* _Reading passage_

____________________

I needed a miracle. I laid my hands on the TV during a Robert's telecast but nothing happened! I began praying for her immediate resurrection and ascension. My prayer life during those years was not all that effective. So I went and got the tractor and a log chain. I backed the tractor up to the door of the hogshed, that putrid and en-maggoted orifice of hell, and crawled in. I prayed for Jesus to come and rapture me from the corruption. He came not. I prayed to die. I died not.

I cursed my foul existence, scraped aside the maggots, and wound the log chain first around Miss Petunia's seventy-five pound head. I then entwined it around one of her rotting flanks, just to make sure it didn't come off. I slipped the flattened link of the chain into the hook and crawled back out of the hoghouse. I got upon the tractor, started it, and pulled her out of the shed. I dragged Miss Petunia into the middle of our pasture and unhooked the chain.

When I got back to the house, they wouldn't let me in. They burned my clothes. Some suggested that I should be thrown in the fire with my clothes. I washed, I Brillo-padded my hands, and steel-wooled my flesh. I dipped myself seven times in Abana and Pharpar, clear rivers of Damascus (2 Kings 5:12), yet I was unwelcome in the house. Alas, there was nothing more to be done. So I cried "unclean" and lived among the tombs. Only gradually, after frost, with the approach of winter, was I welcomed back into society.

____________________

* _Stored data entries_
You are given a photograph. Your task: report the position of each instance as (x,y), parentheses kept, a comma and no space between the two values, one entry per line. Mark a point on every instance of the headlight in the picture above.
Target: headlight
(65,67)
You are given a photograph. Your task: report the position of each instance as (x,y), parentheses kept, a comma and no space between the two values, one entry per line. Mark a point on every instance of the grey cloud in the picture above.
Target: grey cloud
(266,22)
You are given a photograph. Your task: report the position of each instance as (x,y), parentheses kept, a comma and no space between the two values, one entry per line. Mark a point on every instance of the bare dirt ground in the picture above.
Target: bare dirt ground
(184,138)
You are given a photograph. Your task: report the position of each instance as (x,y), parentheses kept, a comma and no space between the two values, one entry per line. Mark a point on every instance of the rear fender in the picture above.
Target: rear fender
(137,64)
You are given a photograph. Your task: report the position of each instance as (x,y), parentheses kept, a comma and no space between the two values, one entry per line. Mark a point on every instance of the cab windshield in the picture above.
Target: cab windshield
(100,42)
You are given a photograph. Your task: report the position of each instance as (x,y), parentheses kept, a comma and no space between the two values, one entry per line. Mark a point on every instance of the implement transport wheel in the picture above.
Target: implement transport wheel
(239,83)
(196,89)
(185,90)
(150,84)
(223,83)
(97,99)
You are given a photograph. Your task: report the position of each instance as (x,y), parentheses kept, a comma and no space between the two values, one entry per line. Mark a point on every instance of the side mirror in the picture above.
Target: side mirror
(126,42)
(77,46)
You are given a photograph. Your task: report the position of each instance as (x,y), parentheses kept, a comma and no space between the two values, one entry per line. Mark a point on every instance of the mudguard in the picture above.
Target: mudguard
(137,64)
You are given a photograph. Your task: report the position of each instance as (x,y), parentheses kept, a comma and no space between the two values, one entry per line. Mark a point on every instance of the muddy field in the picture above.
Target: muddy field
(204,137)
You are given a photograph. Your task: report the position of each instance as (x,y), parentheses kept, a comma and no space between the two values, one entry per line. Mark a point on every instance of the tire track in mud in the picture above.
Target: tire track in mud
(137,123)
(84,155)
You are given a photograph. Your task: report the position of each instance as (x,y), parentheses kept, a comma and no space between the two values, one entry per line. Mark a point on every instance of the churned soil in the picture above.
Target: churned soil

____________________

* _What to work on_
[1] Going by the passage about Miss Petunia, do these statements agree with it? (a) The narrator wound the log chain around Miss Petunia's head first. (b) The narrator dragged Miss Petunia to the edge of the pasture. (c) After washing, the narrator was allowed back into the house. Answer yes or no for each, quoting the words of the passage that decide it.
[2] Can you carry on the passage about Miss Petunia from its final sentence, in the same voice?

* _Responses by item number_
[1]
(a) Yes: "wound the log chain first around Miss Petunia's seventy-five pound head"
(b) No: "I dragged Miss Petunia into the middle of our pasture"
(c) No: "yet I was unwelcome in the house"

[2]
The event has marked my life. I rarely eat pork. I don't even eat bacon-burgers. I fully understand the Levitical taboos against swine. I only eat things that divideth not the hoof and they must chew the cud a little (Lev. 11:3). When Antiochus profaned the Great Temple of Israel, he did it by offering a pig in sacrifice on the temple altar. Judas Maccabeus had apparently also once had to get a dead sow out of the hoghouse for it is still called the Abomination of Desolation (Dan. 11:31). The Levites knew that nothing smelling as bad as Miss Petunia smelled can ever bless the life. Only those can freely taste a pig who have never confronted a dead one in a hot July hoghouse.